_EXERCISE_:
Copy out the XFS patch reply below in full, word for word.

_TEXT SECTION_:
■ ■ ■ ■ ■

Re: [PATCH 2/2] xfs: allow delwri requeue of wait listed buffers

From: Dave Chinner <david@fromorbit.com>
To: Brian Foster <bfoster@redhat.com>
Cc: linux-xfs@vger.kernel.org
Subject: Re: [PATCH 2/2] xfs: allow delwri requeue of wait listed buffers
Date: Sat, 9 Jun 2018 08:49:09 +1000	[thread overview]
Message-ID: <20180608224909.GC10363@dastard> (raw)
In-Reply-To: <20180608120709.GA23628@bfoster>

On Fri, Jun 08, 2018 at 08:07:09AM -0400, Brian Foster wrote:
> On Fri, Jun 08, 2018 at 09:27:13AM +1000, Dave Chinner wrote:
> > On Thu, Jun 07, 2018 at 08:41:25AM -0400, Brian Foster wrote:
> > > If a delwri queue occurs of a buffer that was previously submitted
> > > from a delwri queue but has not yet been removed from a wait list,
> > > the queue sets _XBF_DELWRI_Q without changing the state of ->b_list.

■ ■ ■ ■ ■

_DATA EXCERPTS_:
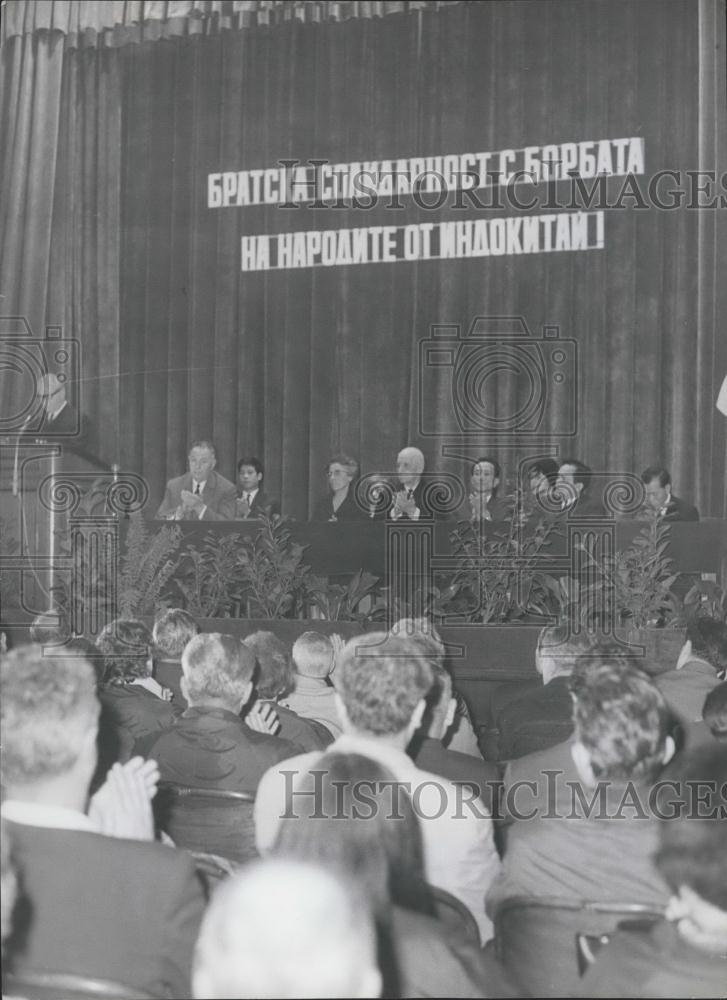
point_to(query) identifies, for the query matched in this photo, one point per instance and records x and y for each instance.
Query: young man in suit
(660, 499)
(200, 494)
(96, 900)
(252, 500)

■ ■ ■ ■ ■

_FINISHED TASK_:
Re: [PATCH 2/2] xfs: allow delwri requeue of wait listed buffers

From: Dave Chinner <david@fromorbit.com>
To: Brian Foster <bfoster@redhat.com>
Cc: linux-xfs@vger.kernel.org
Subject: Re: [PATCH 2/2] xfs: allow delwri requeue of wait listed buffers
Date: Sat, 9 Jun 2018 08:49:09 +1000	[thread overview]
Message-ID: <20180608224909.GC10363@dastard> (raw)
In-Reply-To: <20180608120709.GA23628@bfoster>

On Fri, Jun 08, 2018 at 08:07:09AM -0400, Brian Foster wrote:
> On Fri, Jun 08, 2018 at 09:27:13AM +1000, Dave Chinner wrote:
> > On Thu, Jun 07, 2018 at 08:41:25AM -0400, Brian Foster wrote:
> > > If a delwri queue occurs of a buffer that was previously submitted
> > > from a delwri queue but has not yet been removed from a wait list,
> > > the queue sets _XBF_DELWRI_Q without changing the state of ->b_list.